What you should do: Without skipping or changing anything, print all the entries.

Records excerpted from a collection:
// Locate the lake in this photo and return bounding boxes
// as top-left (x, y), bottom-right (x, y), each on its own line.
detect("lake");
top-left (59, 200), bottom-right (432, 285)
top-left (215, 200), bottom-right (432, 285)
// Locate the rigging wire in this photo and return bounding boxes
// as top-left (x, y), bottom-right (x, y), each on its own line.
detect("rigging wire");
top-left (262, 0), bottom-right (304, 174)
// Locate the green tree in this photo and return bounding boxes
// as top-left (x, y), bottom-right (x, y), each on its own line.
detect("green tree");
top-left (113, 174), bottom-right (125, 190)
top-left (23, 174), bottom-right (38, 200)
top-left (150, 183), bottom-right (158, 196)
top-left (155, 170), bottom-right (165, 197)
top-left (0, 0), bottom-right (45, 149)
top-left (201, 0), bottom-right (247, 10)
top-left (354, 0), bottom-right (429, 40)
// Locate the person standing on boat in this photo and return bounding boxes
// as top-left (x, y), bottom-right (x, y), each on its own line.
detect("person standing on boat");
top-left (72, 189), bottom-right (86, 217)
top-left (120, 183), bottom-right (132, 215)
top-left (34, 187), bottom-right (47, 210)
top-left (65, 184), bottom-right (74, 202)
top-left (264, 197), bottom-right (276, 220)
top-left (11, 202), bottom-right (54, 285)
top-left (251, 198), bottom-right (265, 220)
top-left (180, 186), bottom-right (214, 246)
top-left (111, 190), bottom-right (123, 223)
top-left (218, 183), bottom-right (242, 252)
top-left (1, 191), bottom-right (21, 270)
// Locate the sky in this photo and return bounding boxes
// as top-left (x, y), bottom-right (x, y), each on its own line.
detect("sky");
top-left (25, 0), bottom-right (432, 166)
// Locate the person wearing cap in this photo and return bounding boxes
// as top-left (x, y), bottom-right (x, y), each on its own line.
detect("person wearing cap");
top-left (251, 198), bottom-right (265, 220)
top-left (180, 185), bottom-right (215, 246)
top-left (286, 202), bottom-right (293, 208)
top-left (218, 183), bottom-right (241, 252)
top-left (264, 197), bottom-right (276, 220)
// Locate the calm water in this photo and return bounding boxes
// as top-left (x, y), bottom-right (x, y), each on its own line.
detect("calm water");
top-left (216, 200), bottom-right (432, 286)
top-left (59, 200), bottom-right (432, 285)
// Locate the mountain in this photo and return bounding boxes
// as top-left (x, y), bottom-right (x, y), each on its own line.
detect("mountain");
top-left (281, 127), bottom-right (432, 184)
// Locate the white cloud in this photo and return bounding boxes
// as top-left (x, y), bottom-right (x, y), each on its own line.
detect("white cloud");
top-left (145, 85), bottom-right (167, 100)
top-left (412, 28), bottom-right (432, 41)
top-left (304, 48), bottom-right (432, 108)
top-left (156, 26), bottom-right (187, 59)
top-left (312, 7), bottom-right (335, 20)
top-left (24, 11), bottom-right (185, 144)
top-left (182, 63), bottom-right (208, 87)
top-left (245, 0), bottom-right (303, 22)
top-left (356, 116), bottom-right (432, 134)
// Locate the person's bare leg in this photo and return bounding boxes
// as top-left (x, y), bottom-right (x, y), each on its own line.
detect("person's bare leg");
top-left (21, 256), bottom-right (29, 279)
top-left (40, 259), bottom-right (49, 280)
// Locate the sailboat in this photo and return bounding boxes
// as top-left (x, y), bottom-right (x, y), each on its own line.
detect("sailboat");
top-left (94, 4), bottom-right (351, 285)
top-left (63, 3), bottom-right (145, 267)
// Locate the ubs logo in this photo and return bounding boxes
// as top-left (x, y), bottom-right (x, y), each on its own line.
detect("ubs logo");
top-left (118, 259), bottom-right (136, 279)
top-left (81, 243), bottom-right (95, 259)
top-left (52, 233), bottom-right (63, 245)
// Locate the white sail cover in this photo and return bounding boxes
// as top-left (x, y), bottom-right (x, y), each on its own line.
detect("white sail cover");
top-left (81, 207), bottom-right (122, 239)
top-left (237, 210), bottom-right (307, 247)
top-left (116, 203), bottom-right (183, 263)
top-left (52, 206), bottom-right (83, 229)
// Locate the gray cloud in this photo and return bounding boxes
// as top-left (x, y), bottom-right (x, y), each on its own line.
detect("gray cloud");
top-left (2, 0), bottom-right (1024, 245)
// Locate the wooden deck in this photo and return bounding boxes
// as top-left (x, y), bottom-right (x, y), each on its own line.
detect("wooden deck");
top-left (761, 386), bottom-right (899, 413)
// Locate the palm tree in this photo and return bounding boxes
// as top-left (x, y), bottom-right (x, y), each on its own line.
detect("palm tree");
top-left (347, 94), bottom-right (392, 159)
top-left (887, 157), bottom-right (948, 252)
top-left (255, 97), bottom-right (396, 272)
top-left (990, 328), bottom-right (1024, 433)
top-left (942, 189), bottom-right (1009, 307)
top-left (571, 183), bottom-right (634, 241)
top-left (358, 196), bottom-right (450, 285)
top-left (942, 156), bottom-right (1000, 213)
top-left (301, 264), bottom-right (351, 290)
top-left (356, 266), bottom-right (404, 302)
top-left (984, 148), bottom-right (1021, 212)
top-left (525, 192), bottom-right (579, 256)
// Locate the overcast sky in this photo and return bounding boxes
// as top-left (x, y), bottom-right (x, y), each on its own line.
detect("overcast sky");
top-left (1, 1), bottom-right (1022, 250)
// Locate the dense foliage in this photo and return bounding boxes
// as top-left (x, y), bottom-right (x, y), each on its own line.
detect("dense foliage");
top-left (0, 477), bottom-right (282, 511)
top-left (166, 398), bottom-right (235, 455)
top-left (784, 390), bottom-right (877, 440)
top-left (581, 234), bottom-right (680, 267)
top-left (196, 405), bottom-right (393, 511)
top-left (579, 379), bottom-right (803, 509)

Response to the exercise:
// Locate the lake in this photo and return bounding boxes
// as top-left (x, y), bottom-right (x, y), each on its own line.
detect("lake");
top-left (59, 200), bottom-right (432, 285)
top-left (215, 200), bottom-right (432, 285)
// Locate the rigging wire in this photo and return bounding boxes
// as top-left (x, y), bottom-right (x, y), each on its own line.
detect("rigging wire");
top-left (262, 0), bottom-right (304, 174)
// Locate the green tree in this photo and return bounding boxes
// as top-left (x, y), bottom-right (x, y), each on its own line.
detect("green tree");
top-left (113, 174), bottom-right (125, 190)
top-left (23, 174), bottom-right (38, 200)
top-left (150, 183), bottom-right (158, 196)
top-left (155, 170), bottom-right (165, 197)
top-left (0, 0), bottom-right (45, 149)
top-left (201, 0), bottom-right (247, 10)
top-left (354, 0), bottom-right (429, 40)
// Locate the person standing on boat in this photo and return bounding boxes
// as top-left (x, y), bottom-right (x, y), each on its own line.
detect("person standing on boat");
top-left (72, 189), bottom-right (86, 217)
top-left (120, 183), bottom-right (132, 215)
top-left (34, 187), bottom-right (47, 210)
top-left (65, 184), bottom-right (74, 202)
top-left (264, 197), bottom-right (276, 220)
top-left (11, 202), bottom-right (54, 285)
top-left (251, 198), bottom-right (265, 220)
top-left (180, 186), bottom-right (214, 246)
top-left (111, 190), bottom-right (123, 223)
top-left (218, 183), bottom-right (242, 252)
top-left (1, 191), bottom-right (21, 270)
// Locate the sky in this photo and return bounding boxes
// as top-left (x, y), bottom-right (x, y), each on its own line.
detect("sky");
top-left (25, 0), bottom-right (432, 166)
// Locate the person wearing cap in this photo and return bounding boxes
// as top-left (x, y), bottom-right (x, y), each on its own line.
detect("person wearing cap");
top-left (251, 198), bottom-right (265, 220)
top-left (180, 185), bottom-right (215, 246)
top-left (286, 202), bottom-right (293, 208)
top-left (218, 183), bottom-right (241, 252)
top-left (264, 197), bottom-right (276, 220)
// Locate the calm water in this photo and return bounding boxes
// as top-left (x, y), bottom-right (x, y), each on its own line.
detect("calm water");
top-left (216, 200), bottom-right (432, 286)
top-left (59, 200), bottom-right (432, 285)
// Locate the mountain in this photo and return bounding boxes
// as top-left (x, y), bottom-right (x, y), each on its own line.
detect("mountain");
top-left (281, 127), bottom-right (432, 184)
// Locate the white cloud in this photo and return bounding boxes
// as top-left (x, y), bottom-right (x, y), each on its own line.
detect("white cloud");
top-left (145, 85), bottom-right (167, 100)
top-left (412, 28), bottom-right (432, 41)
top-left (304, 48), bottom-right (432, 108)
top-left (156, 26), bottom-right (187, 59)
top-left (312, 7), bottom-right (335, 20)
top-left (24, 11), bottom-right (185, 144)
top-left (182, 63), bottom-right (208, 87)
top-left (245, 0), bottom-right (303, 22)
top-left (356, 116), bottom-right (432, 134)
// Locate the person's bare leg in this photo and return bounding boxes
// as top-left (x, y), bottom-right (x, y), each on its own line.
detect("person's bare leg");
top-left (21, 256), bottom-right (29, 279)
top-left (40, 259), bottom-right (49, 280)
// Locate the sailboat in this photo and return bounding boxes
// as top-left (x, y), bottom-right (x, y), each on its own line.
detect("sailboat");
top-left (94, 4), bottom-right (351, 285)
top-left (63, 3), bottom-right (145, 267)
// Locate the ubs logo in this photo and return bounding boxes
// as top-left (x, y), bottom-right (x, y), each on its own line.
detect("ubs logo");
top-left (118, 259), bottom-right (136, 279)
top-left (81, 243), bottom-right (95, 259)
top-left (52, 233), bottom-right (63, 245)
// Locate the white sail cover in this photo and return bounding boxes
// as top-left (x, y), bottom-right (x, y), each on its own line.
detect("white sail cover");
top-left (81, 207), bottom-right (122, 239)
top-left (237, 210), bottom-right (307, 247)
top-left (116, 203), bottom-right (183, 263)
top-left (52, 206), bottom-right (83, 229)
// Locate the gray cloud in this photo and return bounding boxes
// as top-left (x, y), bottom-right (x, y), each on its own line.
detect("gray cloud");
top-left (2, 0), bottom-right (1024, 245)
// Locate the wooden deck in this photo and return bounding boxes
// as top-left (x, y), bottom-right (x, y), each on its own line.
detect("wooden deck");
top-left (761, 386), bottom-right (899, 413)
// Locate the palm tree in this photo and return bounding boxes
// as top-left (x, y), bottom-right (x, y), each on its own line.
detect("palm tree");
top-left (347, 94), bottom-right (392, 159)
top-left (887, 157), bottom-right (948, 252)
top-left (255, 97), bottom-right (396, 272)
top-left (990, 328), bottom-right (1024, 433)
top-left (942, 189), bottom-right (1009, 307)
top-left (571, 183), bottom-right (634, 241)
top-left (358, 196), bottom-right (450, 285)
top-left (942, 156), bottom-right (1000, 213)
top-left (301, 264), bottom-right (351, 290)
top-left (356, 266), bottom-right (404, 302)
top-left (984, 148), bottom-right (1021, 212)
top-left (525, 192), bottom-right (579, 256)
// Locate the overcast sky in this photo and return bounding boxes
// as top-left (x, y), bottom-right (x, y), each on its own line.
detect("overcast sky");
top-left (1, 1), bottom-right (1022, 250)
// Locate the dense foliage in this photo and return bounding boxes
// as top-left (x, y), bottom-right (x, y), each on its own line.
detect("dense foliage");
top-left (0, 477), bottom-right (282, 511)
top-left (166, 398), bottom-right (235, 455)
top-left (784, 390), bottom-right (877, 440)
top-left (581, 234), bottom-right (680, 267)
top-left (196, 405), bottom-right (393, 511)
top-left (579, 379), bottom-right (803, 509)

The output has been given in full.